» Request A:
Answer these questions about the report listing:
(i) Who wrote the foreword?
(ii) How many pages does the report have?
(iii) What could become the principal source of interstate conflict in the post-cold war world?
» Request B: Update a part of the report listing: write it out again, beginning at the words "This report provides" and stopping after "post-cold war world.", with "interstate conflict" changed to "regional tension".

» Passage provided:

----------

BEYOND INTERDEPENDENCE:
THE MESHING OF THE WORLD'S ECONOMY AND THE EARTH'S ECOLOGY
Task Force Report #40


Jim MacNeill © 1991, Oxford University Press
ISBN: 0-19-507126-3
192 pp./paper/$19.95 plus S&H
To order: Oxford University Press

Table of Contents

Foreword by David Rockefeller
Introduction by Maurice Strong
I. The Growth Imperative and Sustainable Development
II. Recasting Domestic Policy
III. Global Environmental and Geopolitical Change
IV. Toward Global Action
V. Challenges and Prospects for a Sustainable Future

Summary

This report provides an analysis of the critical relationships between the global environment, the world economy, and the international order.

The authors argue that environmental degradation, resource depletion, and the need to secure access to increasingly scarce global reserves of energy and other raw materials could become the principal source of interstate conflict in the post-cold war world.

----------

» Source material:
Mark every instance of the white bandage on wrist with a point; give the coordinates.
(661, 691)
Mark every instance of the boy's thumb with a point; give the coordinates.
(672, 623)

----------

» Written answer A:
(i) David Rockefeller
(ii) 192
(iii) Environmental degradation, resource depletion, and the need to secure access to increasingly scarce global reserves of energy and other raw materials

» Written answer B:
This report provides an analysis of the critical relationships between the global environment, the world economy, and the international order.

The authors argue that environmental degradation, resource depletion, and the need to secure access to increasingly scarce global reserves of energy and other raw materials could become the principal source of regional tension in the post-cold war world.